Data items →
>>>>>
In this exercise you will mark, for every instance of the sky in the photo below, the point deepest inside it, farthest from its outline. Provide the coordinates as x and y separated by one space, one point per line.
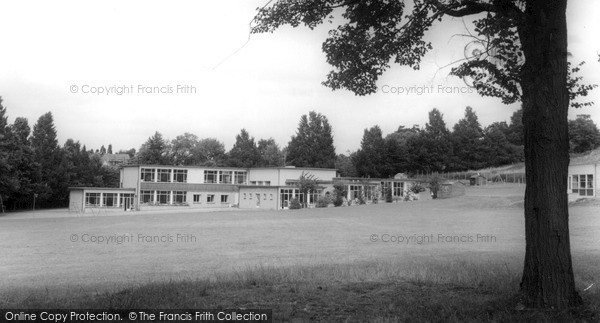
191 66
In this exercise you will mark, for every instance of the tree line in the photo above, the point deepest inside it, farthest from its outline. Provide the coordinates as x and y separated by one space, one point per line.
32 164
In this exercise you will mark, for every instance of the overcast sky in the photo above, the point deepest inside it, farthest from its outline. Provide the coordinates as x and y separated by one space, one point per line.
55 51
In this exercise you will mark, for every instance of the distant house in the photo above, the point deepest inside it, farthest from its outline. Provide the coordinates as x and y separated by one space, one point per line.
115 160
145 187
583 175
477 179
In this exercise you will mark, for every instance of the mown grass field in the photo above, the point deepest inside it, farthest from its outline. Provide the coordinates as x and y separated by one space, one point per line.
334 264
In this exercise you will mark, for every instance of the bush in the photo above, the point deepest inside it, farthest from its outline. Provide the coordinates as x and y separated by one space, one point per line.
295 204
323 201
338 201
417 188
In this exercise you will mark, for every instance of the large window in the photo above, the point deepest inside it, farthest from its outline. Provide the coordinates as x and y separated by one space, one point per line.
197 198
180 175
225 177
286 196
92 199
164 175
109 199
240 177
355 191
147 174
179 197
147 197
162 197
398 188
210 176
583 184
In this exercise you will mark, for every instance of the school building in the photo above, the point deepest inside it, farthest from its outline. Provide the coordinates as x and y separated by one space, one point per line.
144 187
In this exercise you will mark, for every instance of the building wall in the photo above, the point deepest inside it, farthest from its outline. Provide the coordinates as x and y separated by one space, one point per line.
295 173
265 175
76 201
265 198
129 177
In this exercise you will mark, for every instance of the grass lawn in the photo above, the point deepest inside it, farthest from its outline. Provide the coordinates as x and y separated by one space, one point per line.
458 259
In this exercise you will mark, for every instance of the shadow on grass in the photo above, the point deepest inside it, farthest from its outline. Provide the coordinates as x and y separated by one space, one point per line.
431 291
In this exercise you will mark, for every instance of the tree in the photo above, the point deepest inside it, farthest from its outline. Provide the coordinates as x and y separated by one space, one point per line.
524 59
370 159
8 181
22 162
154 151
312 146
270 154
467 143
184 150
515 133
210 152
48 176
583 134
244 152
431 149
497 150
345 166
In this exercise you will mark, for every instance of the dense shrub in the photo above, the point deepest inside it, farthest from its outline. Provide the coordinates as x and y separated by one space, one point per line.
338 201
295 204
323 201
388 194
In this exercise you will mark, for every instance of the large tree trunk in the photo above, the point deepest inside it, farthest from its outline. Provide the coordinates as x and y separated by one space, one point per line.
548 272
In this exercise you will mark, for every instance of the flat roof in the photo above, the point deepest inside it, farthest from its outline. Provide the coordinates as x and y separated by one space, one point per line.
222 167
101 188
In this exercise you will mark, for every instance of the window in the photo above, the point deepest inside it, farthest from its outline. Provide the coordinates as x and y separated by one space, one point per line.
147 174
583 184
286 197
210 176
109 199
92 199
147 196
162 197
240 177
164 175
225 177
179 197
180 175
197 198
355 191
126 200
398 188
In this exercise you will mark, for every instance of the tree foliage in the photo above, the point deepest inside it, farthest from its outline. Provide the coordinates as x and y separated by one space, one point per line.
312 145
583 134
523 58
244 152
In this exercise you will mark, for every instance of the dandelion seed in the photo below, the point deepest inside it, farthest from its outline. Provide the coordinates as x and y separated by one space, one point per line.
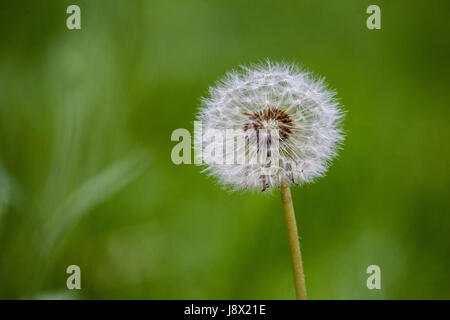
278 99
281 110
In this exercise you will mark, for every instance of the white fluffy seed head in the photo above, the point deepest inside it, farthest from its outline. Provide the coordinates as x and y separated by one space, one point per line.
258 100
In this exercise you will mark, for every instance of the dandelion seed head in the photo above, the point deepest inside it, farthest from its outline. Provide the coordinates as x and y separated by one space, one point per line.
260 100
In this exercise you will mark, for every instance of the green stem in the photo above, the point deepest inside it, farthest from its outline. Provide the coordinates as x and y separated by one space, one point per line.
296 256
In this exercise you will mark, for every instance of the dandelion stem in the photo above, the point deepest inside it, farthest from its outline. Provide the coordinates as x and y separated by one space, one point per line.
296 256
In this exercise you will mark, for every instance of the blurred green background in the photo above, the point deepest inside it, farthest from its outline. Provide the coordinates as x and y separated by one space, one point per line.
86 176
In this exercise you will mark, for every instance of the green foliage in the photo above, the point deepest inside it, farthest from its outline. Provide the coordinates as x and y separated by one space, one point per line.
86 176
<<<<<
>>>>>
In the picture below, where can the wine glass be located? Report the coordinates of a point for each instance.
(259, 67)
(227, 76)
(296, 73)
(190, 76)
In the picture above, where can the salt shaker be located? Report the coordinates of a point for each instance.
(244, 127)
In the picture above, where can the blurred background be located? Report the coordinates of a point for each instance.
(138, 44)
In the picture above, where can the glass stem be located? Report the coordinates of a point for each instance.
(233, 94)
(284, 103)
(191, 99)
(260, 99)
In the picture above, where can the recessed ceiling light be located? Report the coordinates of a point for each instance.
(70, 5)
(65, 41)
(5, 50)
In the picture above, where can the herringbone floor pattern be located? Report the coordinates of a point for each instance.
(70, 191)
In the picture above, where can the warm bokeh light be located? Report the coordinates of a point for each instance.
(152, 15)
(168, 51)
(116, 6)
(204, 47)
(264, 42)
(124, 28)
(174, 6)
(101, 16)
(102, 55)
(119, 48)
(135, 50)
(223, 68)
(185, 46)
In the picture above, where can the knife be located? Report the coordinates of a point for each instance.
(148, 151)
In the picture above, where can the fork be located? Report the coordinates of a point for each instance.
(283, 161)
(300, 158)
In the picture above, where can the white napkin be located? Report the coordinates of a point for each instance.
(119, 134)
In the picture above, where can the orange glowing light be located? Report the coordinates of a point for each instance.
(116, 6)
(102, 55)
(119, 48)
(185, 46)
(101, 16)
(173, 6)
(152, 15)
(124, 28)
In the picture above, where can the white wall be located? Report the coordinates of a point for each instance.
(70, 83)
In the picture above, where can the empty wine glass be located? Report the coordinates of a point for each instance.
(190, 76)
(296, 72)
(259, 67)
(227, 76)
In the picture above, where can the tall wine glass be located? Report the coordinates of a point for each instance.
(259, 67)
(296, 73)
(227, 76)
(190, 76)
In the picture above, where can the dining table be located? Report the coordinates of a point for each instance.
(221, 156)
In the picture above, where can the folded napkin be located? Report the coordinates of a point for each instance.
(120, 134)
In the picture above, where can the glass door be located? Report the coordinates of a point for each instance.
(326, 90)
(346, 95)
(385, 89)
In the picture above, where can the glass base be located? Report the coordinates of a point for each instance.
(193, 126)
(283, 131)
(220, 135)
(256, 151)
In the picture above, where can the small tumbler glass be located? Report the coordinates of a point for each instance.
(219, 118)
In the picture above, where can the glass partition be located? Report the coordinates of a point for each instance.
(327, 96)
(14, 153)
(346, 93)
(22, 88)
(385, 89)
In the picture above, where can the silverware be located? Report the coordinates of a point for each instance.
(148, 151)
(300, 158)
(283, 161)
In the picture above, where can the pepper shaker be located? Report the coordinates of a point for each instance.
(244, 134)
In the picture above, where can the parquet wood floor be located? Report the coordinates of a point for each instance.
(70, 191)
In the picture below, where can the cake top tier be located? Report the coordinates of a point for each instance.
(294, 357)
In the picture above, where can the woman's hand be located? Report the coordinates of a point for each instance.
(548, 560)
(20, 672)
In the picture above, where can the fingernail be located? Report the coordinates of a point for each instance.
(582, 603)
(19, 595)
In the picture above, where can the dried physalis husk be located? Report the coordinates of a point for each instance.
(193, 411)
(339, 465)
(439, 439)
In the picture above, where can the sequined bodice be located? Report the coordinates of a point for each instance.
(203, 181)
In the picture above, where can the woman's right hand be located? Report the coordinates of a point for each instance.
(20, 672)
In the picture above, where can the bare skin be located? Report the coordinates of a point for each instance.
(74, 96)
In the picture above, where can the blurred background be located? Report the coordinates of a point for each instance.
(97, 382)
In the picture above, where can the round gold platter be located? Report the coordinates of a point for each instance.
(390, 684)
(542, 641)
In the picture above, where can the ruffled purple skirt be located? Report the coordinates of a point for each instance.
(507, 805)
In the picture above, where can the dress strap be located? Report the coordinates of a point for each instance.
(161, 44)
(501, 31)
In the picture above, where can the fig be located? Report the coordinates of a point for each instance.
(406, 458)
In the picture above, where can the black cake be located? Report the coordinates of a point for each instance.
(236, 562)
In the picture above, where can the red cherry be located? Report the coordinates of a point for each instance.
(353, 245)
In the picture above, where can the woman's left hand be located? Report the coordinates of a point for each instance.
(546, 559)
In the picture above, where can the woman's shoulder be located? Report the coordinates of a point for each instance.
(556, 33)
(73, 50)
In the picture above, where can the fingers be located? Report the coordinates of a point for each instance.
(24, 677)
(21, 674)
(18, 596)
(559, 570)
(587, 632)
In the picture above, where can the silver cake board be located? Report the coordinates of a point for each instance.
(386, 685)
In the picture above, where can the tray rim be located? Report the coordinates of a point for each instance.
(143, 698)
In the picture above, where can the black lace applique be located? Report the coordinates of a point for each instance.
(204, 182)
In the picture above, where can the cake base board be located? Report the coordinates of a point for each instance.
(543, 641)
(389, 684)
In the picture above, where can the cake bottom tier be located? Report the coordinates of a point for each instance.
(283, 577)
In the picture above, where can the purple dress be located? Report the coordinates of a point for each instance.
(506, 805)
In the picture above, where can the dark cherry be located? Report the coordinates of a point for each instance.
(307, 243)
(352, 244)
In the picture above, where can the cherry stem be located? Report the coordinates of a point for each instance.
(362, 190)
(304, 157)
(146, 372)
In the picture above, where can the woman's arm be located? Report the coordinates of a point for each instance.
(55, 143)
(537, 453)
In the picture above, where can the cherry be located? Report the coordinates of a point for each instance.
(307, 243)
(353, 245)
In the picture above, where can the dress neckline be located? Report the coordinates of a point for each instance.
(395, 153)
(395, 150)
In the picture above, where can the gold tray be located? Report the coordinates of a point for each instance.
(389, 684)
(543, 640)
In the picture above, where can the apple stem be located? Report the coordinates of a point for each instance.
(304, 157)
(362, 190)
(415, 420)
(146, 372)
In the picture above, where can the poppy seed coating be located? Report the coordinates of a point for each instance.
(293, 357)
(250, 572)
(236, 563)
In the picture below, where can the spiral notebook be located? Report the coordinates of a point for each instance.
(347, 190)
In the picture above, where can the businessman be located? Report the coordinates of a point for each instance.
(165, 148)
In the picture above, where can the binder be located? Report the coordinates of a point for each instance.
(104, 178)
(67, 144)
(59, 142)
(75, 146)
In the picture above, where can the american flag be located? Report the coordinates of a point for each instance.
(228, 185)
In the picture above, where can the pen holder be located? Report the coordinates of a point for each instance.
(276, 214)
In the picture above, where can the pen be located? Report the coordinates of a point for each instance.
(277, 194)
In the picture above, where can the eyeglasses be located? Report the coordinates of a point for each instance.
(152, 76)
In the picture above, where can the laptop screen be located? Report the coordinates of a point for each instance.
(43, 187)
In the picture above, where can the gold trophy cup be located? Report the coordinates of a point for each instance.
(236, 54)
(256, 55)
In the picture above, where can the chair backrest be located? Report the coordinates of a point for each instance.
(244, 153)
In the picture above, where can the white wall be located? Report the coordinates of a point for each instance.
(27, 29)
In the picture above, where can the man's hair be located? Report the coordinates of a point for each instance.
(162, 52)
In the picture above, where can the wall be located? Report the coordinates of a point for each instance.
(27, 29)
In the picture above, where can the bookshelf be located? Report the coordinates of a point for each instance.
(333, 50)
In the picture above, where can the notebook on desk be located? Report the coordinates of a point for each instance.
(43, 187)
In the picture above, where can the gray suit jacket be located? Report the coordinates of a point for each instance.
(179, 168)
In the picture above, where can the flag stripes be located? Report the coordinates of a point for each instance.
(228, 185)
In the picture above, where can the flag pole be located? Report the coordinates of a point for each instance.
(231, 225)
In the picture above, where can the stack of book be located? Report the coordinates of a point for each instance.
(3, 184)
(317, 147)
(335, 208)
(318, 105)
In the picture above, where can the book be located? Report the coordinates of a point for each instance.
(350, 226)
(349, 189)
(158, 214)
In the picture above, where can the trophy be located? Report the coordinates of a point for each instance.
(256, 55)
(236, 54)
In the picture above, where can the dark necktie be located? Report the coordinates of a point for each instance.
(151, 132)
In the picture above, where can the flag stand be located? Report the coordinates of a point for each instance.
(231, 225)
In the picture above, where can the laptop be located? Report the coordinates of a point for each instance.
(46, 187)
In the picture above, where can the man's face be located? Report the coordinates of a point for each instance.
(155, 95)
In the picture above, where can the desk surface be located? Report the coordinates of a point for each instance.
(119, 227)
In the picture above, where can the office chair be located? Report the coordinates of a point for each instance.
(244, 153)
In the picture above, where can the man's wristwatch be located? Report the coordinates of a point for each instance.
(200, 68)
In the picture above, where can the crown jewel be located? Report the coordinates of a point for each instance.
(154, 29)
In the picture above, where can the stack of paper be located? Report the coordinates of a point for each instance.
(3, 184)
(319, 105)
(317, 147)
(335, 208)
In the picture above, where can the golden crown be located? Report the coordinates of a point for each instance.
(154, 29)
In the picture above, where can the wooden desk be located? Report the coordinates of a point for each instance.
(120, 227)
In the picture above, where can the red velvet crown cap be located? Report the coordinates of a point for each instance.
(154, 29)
<<<<<
>>>>>
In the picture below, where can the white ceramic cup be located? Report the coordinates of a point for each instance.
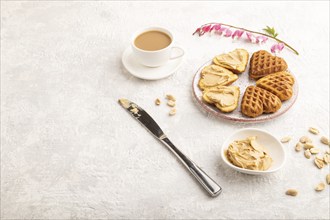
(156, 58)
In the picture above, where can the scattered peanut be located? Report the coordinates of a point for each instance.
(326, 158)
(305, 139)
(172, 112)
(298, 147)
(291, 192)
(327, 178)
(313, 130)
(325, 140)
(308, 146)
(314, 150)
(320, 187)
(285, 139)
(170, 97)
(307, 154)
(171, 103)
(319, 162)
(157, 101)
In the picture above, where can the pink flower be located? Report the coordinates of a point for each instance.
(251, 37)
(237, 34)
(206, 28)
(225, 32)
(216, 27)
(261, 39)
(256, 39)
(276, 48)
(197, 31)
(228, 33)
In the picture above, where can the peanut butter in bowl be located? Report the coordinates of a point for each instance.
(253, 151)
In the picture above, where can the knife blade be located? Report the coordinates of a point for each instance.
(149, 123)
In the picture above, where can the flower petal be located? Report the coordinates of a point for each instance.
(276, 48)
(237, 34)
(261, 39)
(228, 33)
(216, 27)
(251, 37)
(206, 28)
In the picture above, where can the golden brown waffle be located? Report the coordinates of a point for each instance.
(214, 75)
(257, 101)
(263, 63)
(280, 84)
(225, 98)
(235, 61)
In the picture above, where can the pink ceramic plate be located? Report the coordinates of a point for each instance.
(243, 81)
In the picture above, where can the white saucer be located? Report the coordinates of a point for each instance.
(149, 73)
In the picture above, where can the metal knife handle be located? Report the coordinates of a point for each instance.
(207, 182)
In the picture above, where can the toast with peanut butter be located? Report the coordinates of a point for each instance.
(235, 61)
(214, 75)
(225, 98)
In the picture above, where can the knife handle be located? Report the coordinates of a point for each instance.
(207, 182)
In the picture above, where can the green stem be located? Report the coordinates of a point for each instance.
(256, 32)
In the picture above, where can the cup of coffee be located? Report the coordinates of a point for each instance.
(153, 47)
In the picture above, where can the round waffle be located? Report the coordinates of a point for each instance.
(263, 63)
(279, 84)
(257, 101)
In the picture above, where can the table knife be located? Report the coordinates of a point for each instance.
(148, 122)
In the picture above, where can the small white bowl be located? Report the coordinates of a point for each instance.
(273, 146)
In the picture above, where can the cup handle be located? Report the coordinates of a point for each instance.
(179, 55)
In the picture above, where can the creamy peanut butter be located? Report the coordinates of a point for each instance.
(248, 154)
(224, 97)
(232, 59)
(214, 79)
<<<<<
Problem → Count the lines in the data above that contain the word "bowl", and reply with the number alone.

Written response → 2